ФРАГМЕНТ ТЕКСТА:
* * * * *

…Капиталистический класс вам тогда представлялся классом, худо ли, хорошо ли, организующим производство.
Почему же теперь иностранное слово «буржуа» – целое огромное сложное понятие – с вашей легкой руки превратилось в глазах нашего темного народа, до тех пор еще не знавшего, в упрощенное представление о буржуе, исключительно тунеядце, грабителе, ничем не занятом, кроме стрижки купонов?
…Тактическим соображениям вы пожертвовали долгом перед истиной. Тактически вам было выгодно раздуть народную ненависть к капитализму и натравить народные массы на русский капитализм, как натравливают боевой отряд на крепость. И вы не остановились перед извращением истины… Крепость вами взята и отдана на поток и разграбление. Вы забыли только, что эта крепость – народное достояние, добытое «благодетельным процессом», что в этом аппарате, созданном русским капитализмом, есть многое, подлежащее усовершенствованию, дальнейшему развитию, а не уничтожению. Вы внушили народу, что все это – только плод грабежа, подлежащий разграблению в свою очередь…
Своим лозунгом «грабь награбленное» вы сделали то, что деревенская «грабижка», погубившая огромные количества сельскохозяйственного имущества без всякой пользы для вашего коммунизма, перекинулась и в город…».[211]
Известно, что казахская степь не добралась в экономическом развитии и до «благодетельной стадии» капитализма. Родовые отношения реально существовали в ауле. Уничтожая бая, уничтожали не только организатора товарного скотоводства, но и старшего по званию родственника. Разрыв между целями пролетарского (почему «пролетарского», если Россия была в основном крестьянской, не говоря уже о Казахстане) государства и «косной» трудящейся массой, пассивно сопротивляющейся, по своей «темноте», благу социального прогресса, в казахском ауле был еще больше, чем в русской деревне. Плохо ли, хорошо ли, но этот старший родственник не только «эксплуатировал» своих сородичей, но и заботился о них – разумеется, в меру своих понятий, совестливости и сочувствия к ближнему, в меру своих взглядов на жизнь и возможностей. Во всяком случае, до времен общественных катаклизмов, связанных с революцией, повальных голодовок в степи не отмечалось, хотя, конечно, в годы неурожая и джута бедноте приходилось тяжко. Не потому ли впоследствии правление Голощекина казахи сравнили не с чем-нибудь, а с весьма далеко отстоящим по времени джунгарским нашествием, когда народ вырезали аулами и толпами гнали в полон, когда вся степь пылала в огне и мучилась от страданий. Но, может быть, и это сравнение лишь частично передает то, что случилось в наши годы…
С нэпом было покончено, разверстка все больше вытесняла продналог. Народ схватили за шиворот и потащили к «светлому будущему» коллективного труда, не церемонясь и не спрашивая согласия ни у кого.

* * * * *

ВЫДЕРЖКИ ИЗ МАТЕРИАЛА:
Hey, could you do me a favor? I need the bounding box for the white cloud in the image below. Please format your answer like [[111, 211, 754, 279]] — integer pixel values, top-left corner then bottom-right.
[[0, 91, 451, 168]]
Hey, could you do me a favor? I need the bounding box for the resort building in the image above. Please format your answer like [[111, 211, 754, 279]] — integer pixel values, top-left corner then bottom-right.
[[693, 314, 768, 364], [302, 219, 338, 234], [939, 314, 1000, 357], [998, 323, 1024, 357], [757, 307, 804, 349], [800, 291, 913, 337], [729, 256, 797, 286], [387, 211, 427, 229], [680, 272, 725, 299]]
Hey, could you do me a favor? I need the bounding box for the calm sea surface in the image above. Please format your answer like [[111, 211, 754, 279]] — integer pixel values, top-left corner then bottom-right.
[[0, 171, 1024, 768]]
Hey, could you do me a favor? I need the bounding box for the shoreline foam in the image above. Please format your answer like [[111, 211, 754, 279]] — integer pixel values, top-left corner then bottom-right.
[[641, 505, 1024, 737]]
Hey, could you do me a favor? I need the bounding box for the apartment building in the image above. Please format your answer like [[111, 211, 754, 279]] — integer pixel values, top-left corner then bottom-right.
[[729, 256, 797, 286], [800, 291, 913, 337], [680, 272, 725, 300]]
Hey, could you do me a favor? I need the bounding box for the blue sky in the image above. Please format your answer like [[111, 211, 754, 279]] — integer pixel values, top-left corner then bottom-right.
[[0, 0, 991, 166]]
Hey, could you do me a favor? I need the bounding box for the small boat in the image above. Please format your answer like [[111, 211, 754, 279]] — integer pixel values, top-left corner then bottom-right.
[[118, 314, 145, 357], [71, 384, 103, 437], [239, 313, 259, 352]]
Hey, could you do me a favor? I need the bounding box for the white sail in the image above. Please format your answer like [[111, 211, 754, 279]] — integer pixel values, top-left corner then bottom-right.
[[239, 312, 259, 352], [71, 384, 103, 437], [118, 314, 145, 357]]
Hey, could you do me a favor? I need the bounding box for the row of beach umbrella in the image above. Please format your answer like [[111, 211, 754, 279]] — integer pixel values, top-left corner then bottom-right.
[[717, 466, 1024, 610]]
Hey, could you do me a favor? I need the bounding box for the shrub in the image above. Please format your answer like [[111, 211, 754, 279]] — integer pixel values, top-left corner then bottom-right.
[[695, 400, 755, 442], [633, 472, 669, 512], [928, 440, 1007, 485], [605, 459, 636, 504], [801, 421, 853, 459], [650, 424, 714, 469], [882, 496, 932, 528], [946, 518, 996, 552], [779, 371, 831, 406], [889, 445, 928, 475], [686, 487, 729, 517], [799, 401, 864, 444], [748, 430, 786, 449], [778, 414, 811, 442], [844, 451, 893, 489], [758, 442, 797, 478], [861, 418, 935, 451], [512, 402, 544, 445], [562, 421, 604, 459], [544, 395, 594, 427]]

* * * * *

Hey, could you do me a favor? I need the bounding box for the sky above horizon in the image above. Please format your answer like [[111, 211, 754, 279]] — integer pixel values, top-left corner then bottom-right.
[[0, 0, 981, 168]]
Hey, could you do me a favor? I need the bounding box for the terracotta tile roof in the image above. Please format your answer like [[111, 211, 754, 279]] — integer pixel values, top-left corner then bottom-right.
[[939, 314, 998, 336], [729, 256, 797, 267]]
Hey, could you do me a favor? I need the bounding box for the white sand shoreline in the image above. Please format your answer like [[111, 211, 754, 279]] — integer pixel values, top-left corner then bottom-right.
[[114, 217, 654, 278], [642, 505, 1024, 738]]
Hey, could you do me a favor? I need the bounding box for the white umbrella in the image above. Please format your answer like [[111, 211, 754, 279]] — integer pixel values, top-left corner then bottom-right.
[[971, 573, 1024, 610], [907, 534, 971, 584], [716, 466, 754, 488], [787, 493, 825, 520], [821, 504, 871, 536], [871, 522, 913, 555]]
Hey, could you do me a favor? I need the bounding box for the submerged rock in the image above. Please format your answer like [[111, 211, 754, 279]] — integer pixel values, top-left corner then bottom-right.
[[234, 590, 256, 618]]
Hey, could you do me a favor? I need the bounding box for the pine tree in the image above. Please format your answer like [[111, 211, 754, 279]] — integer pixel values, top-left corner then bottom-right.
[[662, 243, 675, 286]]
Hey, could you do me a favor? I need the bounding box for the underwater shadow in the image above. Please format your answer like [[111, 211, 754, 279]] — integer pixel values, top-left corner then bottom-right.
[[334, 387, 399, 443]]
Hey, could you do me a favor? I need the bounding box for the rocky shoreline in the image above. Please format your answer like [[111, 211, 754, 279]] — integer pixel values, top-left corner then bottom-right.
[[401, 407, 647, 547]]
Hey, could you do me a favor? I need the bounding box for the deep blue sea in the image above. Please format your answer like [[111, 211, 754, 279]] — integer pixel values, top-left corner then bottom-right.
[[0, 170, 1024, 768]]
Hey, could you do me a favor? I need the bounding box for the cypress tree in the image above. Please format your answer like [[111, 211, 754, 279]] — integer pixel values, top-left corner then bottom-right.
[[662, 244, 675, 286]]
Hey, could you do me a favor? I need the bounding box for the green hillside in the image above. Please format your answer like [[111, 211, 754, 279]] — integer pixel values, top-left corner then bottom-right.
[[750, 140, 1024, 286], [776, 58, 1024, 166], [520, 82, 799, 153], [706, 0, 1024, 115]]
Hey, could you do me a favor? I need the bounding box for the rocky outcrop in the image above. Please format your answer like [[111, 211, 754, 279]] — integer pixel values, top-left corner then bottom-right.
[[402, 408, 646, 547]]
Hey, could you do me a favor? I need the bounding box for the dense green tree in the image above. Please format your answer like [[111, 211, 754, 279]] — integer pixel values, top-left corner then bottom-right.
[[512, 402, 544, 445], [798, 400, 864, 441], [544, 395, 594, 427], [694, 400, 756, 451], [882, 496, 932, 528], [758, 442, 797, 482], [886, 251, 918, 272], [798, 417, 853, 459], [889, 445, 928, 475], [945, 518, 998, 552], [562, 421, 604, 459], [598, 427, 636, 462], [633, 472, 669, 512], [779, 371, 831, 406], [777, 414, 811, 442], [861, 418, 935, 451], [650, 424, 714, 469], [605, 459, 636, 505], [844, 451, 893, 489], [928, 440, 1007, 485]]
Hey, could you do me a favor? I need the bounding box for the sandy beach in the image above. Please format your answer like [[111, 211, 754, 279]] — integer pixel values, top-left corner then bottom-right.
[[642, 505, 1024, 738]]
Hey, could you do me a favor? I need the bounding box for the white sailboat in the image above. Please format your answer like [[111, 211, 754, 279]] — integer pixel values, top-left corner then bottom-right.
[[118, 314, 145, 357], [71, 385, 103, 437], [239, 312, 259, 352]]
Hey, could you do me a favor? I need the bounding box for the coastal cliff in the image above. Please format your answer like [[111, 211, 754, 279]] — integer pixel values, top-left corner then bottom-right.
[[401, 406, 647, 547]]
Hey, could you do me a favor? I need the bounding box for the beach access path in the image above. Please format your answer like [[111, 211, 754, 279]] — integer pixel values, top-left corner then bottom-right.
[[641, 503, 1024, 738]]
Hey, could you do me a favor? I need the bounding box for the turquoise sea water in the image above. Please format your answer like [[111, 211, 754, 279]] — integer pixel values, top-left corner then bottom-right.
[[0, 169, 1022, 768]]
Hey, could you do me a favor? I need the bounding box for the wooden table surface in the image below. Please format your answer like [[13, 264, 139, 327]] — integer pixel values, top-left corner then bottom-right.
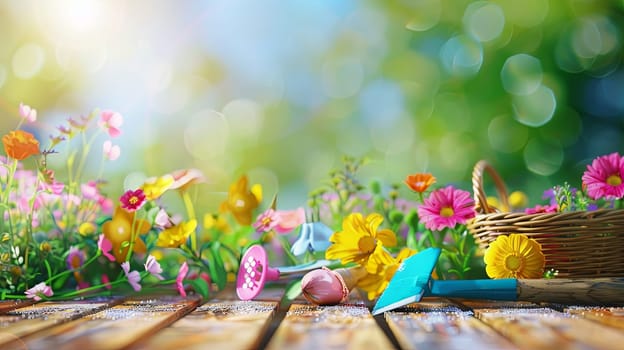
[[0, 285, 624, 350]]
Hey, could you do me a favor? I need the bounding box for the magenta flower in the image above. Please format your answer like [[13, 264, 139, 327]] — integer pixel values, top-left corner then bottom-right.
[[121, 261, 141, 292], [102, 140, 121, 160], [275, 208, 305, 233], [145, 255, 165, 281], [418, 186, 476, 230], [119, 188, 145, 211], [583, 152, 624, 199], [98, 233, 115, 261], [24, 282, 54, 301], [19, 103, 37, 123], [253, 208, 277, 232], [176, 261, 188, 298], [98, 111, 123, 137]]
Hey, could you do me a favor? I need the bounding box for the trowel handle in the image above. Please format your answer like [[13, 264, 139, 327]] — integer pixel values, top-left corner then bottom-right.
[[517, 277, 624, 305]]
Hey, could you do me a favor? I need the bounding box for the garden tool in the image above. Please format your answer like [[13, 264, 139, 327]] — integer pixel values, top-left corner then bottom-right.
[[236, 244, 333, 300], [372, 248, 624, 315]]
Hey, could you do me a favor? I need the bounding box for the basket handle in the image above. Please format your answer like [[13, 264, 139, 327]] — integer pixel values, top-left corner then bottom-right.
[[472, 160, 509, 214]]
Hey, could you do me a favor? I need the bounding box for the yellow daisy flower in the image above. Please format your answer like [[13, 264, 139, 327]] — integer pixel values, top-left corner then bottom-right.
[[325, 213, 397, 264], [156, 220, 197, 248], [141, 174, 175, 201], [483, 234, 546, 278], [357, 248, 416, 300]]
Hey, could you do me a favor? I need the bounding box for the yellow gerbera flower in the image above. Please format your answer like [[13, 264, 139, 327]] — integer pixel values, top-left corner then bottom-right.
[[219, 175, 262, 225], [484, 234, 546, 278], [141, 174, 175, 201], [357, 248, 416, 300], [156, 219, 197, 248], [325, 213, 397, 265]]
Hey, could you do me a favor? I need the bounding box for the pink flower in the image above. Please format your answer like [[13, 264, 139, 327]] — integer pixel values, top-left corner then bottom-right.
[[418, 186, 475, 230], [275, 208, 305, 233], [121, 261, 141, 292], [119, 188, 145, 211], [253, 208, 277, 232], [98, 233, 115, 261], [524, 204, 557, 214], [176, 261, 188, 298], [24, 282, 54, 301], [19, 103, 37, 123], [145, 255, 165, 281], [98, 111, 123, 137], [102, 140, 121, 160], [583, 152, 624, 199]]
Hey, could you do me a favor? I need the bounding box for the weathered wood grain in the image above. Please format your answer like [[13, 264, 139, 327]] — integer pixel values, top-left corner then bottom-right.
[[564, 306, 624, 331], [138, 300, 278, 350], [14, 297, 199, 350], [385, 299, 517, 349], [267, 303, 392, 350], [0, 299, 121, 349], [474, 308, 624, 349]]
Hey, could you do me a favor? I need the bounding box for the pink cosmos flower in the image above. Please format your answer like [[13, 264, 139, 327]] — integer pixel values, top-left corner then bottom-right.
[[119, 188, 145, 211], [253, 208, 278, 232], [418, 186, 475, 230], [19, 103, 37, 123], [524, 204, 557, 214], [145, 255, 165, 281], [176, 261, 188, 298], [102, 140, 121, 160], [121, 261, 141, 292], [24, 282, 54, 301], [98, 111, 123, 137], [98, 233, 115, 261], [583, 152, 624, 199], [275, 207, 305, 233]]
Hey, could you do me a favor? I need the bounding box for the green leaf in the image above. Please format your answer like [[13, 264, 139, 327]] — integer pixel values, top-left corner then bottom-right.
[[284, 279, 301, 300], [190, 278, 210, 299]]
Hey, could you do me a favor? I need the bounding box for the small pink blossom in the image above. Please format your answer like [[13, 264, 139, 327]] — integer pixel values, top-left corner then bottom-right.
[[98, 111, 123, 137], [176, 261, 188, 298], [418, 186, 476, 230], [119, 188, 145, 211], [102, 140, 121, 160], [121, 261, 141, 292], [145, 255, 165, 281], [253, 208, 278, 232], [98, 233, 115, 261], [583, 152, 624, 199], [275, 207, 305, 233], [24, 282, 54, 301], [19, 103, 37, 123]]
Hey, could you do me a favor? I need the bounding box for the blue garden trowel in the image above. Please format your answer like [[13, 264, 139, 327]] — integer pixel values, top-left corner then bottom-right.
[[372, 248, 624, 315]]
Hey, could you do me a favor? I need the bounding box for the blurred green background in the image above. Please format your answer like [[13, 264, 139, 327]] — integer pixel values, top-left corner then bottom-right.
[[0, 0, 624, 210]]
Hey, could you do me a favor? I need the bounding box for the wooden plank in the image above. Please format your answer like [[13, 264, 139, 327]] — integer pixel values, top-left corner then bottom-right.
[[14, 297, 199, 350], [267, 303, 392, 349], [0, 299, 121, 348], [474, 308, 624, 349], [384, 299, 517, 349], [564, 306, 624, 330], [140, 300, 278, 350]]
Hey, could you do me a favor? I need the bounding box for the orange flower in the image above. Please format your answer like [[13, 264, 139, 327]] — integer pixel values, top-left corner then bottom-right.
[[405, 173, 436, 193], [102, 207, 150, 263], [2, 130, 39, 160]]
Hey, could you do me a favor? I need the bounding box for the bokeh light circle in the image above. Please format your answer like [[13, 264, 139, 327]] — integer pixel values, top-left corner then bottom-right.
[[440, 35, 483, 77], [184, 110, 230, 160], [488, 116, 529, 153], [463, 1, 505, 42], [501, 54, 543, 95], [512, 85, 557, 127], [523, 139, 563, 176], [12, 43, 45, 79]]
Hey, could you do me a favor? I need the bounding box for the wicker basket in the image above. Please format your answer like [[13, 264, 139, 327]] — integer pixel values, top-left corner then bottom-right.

* * * * *

УКАЗАНИЕ:
Продолжите текст о судьбе казахского аула в годы коллективизации, начав сразу после его последнего предложения.

ОТВЕТ НА ЗАДАНИЕ:
Трагедия была неминуема…
Глава IX
Эта трагедия не миновала, наверное, ни одну казахскую семью.
У каждого своя боль, свое горе. И даже через шесть десятков лет говорить об этом тяжко, а бывает – невозможно…
Старейший казахский писатель Альжапар Абишев не захотел делиться воспоминаниями о тех годах. Выслушал мой вопрос, рассеянно улыбнулся, махнул рукой.
– Не могу, тяжело…
Прошло несколько минут в полном молчании, и он вдруг обронил:
– Моего отца звали Абиш, отца Абиша – Жуматай, отца Жуматая – Жолдыбай. От колена Жолдыбая нас, потомков, было в 1931 году девяносто четыре человека. Вот наша семья… После коллективизации в живых осталось семеро…
Прошло какое-то время, и Альжапар Абишев продолжил:
– Я заранее перебрался в Караганду: догадывался, что грозит беда. Взял с собой из Каркаралинска мать, жену, младших братьев. Мы, пятеро, и уцелели. А из нашего аула выжили только двое.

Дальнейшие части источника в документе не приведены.